Problem to work on ▸ Quote the passage of the silver deals thread below between "Thought there would" and "want when available.", inclusive.

# Best Silver deals for Today



## Maine-Marine (Mar 7, 2014)

I am getting ready to buy some silver for Christmas presents... Rounds or coins does not matter are there any deals better then provident

Provident Prospector 1 oz Silver Round
Any Quantity $17.47

https://www.providentmetals.com/
free shipping over $99


----------



## A Watchman (Sep 14, 2015)

Comparison of major suppliers https://comparesilverprices.com/


----------



## stowlin (Apr 25, 2016)

Thought there would be some better "black friday" or "cyber monday" offers out there but didn't see any. Good luck. I don't have faith in silver prices right now; I still project them under 15 soon on the spot price so I'm only going to buy the coins I want when available.


----------



## A Watchman (Sep 14, 2015)

If ya are feeling real jumpy ... https://comparegoldprices.com/


----------



## paraquack (Mar 1, 2013)

Try Craigs List.


----------



## stowlin (Apr 25, 2016)

paraquack said:


> Try Craigs List.


Its great for junk silver (not sure why they call it junk) or pre 64 US coins. You can use CL and get it below spot. Just post a want to buy and you get all kinds of offers. Have cash, suggest a gun, and meet at starbucks.


----------



## Leeroy Jenkins (May 16, 2015)

JMBullion has starter packs. You can get 10ozs at spot prices. As far as where to buy I personally really like Penn Metals. The don't have a minimum order and always free shipping.

Craigslist and eBay both can be good but I'm finding the best deals on silver forums and facebook silver groups. It's getting close to Christmas and people need some money....it's easy to dump a few ounces for spot. It's more than they would get anywhere else.


----------



## A Watchman (Sep 14, 2015)

stowlin said:


> Its great for junk silver (not sure why they call it junk) or pre 64 US coins. You can use CL and get it below spot. Just post a want to buy and you get all kinds of offers. Have cash, suggest a gun, and meet at starbucks.


I predominately buy silver bullion in eagles and maple leafs. I do own a little pre 64 junk silver and know many here prefer junk silver. Question ... are you buying junk silver uncirculated or average on the scale? Why?

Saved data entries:
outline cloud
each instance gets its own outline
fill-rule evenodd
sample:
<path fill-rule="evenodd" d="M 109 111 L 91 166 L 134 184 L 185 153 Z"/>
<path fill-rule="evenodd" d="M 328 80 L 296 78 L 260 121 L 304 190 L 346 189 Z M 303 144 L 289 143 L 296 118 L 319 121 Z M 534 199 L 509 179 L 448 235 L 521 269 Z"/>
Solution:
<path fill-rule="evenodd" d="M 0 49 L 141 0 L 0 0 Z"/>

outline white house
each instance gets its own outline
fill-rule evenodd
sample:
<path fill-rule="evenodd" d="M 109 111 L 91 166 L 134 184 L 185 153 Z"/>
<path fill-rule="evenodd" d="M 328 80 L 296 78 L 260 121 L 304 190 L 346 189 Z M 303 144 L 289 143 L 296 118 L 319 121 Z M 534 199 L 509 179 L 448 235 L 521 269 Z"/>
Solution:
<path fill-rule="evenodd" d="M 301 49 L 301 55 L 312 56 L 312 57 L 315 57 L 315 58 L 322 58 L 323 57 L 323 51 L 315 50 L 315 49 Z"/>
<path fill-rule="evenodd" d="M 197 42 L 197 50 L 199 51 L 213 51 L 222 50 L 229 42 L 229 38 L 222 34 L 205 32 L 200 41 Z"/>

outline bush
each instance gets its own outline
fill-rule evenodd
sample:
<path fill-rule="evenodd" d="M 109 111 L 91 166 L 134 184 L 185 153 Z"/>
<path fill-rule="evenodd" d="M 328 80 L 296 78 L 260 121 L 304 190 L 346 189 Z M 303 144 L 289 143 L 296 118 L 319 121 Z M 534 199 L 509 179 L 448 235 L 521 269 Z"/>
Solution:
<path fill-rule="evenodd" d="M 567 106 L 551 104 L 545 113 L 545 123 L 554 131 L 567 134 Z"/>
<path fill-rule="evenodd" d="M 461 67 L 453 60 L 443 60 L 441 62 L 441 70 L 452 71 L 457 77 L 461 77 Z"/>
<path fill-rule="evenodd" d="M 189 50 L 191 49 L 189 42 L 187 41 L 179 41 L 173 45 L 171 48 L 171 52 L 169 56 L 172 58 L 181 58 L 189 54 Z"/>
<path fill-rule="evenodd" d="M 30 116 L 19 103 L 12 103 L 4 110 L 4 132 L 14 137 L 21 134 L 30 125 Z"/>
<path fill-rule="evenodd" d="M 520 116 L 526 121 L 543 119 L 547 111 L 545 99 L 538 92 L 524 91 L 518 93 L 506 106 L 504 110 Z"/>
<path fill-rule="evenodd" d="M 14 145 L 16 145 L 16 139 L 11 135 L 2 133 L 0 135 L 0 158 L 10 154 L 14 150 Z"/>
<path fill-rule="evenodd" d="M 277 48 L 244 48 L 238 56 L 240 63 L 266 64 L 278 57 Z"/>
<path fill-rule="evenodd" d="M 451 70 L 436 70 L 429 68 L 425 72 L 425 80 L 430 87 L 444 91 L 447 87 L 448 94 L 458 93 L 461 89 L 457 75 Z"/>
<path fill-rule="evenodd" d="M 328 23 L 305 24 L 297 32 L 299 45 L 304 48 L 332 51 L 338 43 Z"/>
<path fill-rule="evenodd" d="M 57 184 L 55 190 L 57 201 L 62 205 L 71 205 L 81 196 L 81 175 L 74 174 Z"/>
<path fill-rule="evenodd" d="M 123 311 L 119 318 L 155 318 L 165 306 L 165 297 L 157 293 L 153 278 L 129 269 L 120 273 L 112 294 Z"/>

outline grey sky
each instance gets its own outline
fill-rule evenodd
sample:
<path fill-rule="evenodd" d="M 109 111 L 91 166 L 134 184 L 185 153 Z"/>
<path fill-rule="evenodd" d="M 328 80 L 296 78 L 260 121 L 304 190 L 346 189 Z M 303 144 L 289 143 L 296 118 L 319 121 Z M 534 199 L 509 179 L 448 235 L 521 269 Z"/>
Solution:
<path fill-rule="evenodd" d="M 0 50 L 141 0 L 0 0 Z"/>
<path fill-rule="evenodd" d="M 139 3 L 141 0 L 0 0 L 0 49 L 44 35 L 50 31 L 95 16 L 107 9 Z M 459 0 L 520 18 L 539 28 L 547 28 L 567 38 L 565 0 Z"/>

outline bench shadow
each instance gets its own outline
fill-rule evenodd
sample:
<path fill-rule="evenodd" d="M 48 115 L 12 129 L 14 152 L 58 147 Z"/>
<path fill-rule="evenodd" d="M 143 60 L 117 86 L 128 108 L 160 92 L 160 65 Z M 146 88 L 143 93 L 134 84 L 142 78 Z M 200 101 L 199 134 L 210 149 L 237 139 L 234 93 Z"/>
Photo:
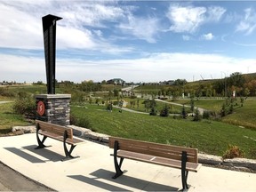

Task result ▸
Thought there would be some better "black friday" or "cyber monday" offers out there but didn't see any. Good luck. I don't have faith in silver prices right now; I still project them under 15 soon on the spot price so I'm only going to buy the coins I want when available.